任务目标:
请把下列条目中所有包含“chimney”这个词的行逐一列出。

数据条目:

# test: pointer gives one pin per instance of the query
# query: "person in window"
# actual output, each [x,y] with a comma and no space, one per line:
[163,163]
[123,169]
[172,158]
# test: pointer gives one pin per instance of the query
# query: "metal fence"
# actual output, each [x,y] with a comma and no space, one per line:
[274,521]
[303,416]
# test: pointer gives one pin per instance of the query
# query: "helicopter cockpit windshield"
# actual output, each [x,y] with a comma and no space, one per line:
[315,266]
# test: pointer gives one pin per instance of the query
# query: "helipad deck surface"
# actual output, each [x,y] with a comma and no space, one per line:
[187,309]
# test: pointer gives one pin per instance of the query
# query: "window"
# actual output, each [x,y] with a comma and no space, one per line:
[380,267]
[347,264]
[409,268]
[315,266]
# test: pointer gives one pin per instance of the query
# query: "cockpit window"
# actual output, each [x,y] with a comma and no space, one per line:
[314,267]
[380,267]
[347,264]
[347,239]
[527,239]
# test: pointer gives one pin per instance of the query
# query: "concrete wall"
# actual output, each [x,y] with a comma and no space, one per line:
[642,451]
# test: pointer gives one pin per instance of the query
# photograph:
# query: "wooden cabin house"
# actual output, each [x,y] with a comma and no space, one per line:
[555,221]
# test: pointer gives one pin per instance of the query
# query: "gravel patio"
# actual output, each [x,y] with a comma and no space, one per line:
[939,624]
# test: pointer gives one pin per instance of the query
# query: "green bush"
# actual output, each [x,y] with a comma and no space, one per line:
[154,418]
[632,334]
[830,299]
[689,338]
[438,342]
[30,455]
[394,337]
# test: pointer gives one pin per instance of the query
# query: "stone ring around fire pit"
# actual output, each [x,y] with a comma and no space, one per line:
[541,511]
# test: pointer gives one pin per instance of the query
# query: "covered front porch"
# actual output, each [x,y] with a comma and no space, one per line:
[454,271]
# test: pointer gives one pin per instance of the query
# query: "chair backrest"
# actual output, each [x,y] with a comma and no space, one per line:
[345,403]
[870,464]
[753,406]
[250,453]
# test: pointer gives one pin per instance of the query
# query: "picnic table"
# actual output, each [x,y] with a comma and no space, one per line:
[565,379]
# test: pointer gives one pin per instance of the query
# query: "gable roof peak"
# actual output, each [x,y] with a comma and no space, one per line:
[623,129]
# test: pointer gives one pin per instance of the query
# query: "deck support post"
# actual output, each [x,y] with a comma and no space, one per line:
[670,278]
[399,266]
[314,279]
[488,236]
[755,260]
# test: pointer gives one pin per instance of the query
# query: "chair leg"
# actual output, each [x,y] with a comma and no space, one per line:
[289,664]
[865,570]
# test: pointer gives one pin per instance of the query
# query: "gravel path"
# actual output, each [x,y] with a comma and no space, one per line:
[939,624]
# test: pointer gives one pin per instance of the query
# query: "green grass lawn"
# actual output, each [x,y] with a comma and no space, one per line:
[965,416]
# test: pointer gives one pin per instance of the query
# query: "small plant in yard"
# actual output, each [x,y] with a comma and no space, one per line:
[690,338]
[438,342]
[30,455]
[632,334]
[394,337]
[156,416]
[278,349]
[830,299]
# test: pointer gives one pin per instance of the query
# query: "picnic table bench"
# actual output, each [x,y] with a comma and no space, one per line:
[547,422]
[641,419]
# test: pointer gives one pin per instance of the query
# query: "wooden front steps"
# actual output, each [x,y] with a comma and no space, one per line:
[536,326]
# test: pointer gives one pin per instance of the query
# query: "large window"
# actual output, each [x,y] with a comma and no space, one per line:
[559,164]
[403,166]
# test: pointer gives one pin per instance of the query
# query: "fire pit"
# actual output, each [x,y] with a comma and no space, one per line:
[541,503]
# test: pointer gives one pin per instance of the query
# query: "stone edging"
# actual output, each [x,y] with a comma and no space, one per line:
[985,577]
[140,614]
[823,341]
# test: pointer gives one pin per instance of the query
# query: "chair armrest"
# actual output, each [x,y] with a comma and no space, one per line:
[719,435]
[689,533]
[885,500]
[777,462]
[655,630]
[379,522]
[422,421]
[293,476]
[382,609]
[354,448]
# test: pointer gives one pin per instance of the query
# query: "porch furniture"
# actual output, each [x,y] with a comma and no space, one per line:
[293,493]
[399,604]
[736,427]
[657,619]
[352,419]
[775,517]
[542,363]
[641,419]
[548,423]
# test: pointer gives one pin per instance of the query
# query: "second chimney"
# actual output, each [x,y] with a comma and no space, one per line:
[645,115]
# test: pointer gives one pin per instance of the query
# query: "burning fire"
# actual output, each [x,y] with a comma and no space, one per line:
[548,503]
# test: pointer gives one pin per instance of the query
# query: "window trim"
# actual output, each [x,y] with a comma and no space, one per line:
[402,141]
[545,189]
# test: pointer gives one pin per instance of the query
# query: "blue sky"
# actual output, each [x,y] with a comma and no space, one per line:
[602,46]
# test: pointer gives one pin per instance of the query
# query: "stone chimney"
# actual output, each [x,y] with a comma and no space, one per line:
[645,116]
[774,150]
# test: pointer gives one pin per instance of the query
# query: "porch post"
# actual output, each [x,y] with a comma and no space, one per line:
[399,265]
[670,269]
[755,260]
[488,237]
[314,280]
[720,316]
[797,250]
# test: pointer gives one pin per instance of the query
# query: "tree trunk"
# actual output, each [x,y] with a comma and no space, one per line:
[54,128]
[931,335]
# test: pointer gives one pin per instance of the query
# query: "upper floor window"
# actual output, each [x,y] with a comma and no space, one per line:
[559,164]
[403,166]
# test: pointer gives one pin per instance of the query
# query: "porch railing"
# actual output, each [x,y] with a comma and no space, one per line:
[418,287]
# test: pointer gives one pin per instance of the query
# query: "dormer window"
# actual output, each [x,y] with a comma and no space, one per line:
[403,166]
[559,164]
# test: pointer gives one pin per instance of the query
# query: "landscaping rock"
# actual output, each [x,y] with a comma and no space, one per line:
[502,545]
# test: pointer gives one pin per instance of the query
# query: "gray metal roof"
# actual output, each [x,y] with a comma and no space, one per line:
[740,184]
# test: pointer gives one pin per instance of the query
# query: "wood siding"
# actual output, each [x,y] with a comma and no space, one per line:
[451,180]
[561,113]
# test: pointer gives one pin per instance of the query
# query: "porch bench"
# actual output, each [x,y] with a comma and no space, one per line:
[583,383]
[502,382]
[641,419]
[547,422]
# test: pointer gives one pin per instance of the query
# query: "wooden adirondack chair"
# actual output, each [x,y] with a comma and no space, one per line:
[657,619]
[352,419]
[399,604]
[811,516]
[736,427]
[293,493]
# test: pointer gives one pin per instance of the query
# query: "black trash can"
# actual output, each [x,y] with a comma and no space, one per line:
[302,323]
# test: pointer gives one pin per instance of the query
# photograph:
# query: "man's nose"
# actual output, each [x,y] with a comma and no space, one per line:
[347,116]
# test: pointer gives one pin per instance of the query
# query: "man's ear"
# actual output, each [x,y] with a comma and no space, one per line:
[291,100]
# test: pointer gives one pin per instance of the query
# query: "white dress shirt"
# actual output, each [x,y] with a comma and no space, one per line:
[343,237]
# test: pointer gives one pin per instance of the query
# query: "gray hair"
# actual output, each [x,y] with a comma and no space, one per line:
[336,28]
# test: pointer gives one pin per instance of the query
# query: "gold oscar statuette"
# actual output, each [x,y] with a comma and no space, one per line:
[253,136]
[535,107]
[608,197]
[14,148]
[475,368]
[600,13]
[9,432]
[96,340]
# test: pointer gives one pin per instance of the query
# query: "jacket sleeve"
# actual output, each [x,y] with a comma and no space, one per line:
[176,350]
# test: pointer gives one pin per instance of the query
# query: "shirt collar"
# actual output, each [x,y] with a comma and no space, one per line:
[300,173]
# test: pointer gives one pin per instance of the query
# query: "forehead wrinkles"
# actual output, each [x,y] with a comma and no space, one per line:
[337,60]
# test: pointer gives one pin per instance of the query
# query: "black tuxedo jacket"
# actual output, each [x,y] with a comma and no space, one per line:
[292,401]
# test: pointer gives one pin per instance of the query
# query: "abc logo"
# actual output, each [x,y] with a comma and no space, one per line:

以下为答复:
# query: "second chimney"
# query: "stone chimney"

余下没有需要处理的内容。